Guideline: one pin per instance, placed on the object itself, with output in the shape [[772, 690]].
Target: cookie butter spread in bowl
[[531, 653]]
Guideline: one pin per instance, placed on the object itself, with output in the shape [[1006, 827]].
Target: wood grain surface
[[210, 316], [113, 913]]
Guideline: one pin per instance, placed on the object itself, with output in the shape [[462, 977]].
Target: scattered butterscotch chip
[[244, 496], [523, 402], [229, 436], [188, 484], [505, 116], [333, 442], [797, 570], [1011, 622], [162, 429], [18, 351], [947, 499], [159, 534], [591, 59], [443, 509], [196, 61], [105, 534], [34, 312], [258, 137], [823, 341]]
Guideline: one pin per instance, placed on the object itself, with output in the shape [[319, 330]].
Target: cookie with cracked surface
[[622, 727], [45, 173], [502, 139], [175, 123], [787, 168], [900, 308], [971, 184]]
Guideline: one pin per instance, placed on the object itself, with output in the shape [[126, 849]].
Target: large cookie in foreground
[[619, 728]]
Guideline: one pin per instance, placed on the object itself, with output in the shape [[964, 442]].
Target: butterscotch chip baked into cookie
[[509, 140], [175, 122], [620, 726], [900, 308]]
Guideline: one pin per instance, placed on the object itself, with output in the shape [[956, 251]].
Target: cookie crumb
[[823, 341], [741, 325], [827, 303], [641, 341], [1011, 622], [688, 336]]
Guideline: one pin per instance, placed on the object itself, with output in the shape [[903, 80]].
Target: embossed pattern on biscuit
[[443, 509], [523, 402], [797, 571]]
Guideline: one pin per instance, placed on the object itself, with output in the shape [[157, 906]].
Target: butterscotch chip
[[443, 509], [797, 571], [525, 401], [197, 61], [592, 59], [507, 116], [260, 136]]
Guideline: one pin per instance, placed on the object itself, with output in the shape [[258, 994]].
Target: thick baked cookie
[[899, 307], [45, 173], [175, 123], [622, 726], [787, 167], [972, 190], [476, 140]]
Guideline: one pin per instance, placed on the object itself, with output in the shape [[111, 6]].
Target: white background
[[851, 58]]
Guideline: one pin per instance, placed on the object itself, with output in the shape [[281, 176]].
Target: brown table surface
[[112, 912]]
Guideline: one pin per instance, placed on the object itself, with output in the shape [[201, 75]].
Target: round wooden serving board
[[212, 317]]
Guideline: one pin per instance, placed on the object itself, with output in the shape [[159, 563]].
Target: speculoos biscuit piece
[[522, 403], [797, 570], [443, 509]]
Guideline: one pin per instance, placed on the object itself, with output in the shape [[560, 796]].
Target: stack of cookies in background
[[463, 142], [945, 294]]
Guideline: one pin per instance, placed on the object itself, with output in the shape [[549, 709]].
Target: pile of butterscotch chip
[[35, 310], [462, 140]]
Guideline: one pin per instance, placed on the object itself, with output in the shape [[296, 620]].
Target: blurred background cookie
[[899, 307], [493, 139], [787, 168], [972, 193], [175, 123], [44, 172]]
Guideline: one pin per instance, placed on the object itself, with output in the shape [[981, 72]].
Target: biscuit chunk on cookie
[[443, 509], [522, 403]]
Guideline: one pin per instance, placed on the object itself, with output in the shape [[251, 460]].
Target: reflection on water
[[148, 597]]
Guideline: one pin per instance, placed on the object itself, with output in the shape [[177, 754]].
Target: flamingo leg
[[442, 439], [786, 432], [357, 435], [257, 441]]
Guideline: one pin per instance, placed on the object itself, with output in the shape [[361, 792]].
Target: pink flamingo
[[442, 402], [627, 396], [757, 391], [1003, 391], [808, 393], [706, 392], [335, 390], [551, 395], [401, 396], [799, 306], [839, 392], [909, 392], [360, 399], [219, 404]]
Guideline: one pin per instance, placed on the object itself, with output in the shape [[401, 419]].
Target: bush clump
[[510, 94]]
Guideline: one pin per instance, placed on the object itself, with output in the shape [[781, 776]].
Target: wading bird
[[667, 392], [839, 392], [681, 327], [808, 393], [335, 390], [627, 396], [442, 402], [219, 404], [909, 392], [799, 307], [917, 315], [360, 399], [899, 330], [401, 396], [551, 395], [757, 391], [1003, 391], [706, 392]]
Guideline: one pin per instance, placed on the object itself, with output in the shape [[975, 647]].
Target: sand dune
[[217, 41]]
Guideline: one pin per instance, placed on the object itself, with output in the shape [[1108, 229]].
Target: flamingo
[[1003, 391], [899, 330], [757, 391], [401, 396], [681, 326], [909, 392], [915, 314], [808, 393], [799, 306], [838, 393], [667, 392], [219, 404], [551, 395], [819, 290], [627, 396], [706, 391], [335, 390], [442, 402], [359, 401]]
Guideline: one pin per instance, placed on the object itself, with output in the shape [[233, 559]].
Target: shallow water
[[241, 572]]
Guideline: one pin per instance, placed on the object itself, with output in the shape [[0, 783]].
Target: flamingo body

--------------------------------

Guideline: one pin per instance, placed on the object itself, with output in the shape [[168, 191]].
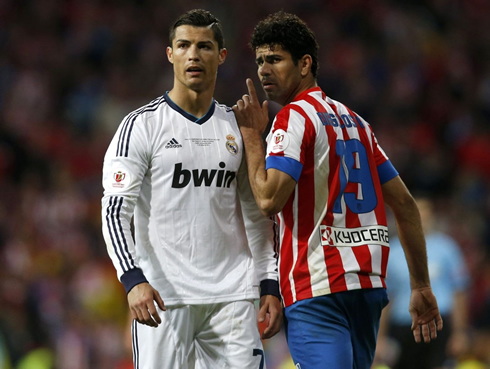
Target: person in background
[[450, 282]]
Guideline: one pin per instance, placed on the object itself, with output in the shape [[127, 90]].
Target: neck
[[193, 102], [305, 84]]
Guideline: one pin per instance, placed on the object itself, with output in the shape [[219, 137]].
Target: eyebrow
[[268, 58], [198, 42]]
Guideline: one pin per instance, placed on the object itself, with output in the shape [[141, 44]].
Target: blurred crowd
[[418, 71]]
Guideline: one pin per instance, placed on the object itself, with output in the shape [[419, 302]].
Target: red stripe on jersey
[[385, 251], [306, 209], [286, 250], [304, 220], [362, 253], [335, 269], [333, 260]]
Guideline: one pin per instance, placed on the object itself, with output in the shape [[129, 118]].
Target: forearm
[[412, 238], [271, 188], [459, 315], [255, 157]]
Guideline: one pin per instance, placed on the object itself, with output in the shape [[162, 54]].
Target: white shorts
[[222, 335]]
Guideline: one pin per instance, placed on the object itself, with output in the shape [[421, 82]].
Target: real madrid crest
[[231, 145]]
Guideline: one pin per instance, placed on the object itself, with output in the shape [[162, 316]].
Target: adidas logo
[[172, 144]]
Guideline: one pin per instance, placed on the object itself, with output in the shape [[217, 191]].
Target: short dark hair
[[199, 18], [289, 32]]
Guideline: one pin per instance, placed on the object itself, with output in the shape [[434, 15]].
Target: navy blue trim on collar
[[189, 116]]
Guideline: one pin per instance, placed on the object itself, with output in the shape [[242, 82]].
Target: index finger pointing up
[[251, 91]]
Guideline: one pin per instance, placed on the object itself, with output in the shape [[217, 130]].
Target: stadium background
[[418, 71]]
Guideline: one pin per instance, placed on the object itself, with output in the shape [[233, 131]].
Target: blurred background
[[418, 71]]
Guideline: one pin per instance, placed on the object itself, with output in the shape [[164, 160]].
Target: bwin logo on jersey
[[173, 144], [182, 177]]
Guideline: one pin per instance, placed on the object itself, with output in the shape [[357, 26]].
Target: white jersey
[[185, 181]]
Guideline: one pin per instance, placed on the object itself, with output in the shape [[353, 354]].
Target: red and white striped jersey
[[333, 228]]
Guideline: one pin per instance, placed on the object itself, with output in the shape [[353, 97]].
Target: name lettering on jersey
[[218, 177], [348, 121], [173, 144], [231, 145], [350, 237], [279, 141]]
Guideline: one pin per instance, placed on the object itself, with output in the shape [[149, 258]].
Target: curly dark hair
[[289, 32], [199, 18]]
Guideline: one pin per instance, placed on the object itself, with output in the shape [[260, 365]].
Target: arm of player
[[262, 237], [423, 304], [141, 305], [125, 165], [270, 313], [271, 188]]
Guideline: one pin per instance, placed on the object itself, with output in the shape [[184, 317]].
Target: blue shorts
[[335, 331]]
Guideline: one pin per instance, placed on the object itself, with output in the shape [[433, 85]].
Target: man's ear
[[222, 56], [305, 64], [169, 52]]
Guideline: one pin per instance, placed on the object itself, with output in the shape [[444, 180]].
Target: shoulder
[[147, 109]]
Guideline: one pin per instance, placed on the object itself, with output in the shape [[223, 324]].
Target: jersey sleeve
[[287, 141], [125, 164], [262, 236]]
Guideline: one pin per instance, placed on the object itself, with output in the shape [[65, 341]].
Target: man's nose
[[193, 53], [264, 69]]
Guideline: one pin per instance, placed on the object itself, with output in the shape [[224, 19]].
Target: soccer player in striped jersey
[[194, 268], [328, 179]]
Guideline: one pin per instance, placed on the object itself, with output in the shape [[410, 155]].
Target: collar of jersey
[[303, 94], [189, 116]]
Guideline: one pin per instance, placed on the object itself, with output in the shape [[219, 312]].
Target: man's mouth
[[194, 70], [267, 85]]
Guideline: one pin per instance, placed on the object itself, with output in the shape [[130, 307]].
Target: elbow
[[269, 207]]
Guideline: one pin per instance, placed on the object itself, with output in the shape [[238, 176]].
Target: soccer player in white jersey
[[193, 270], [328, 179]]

--------------------------------

● Problem description: Please retype the records above, from the line with "shape [[1108, 229]]." through the line with "Target: flamingo body", keeping both of those lines.

● Response:
Guideline: one pin per instance, placed on the object itself, with output in the shape [[1108, 229]].
Target: flamingo
[[1003, 391], [899, 330], [757, 391], [401, 396], [681, 326], [909, 392], [915, 314], [808, 393], [799, 306], [838, 393], [667, 392], [219, 404], [551, 395], [819, 290], [627, 396], [706, 391], [335, 390], [442, 402], [359, 401]]
Guideline: one pin per instance, placed on the object itself, with output in the shape [[233, 559]].
Target: shallow water
[[241, 572]]
Guideline: one pin per instance, placed on the object itself, with output in the shape [[0, 783]].
Target: flamingo body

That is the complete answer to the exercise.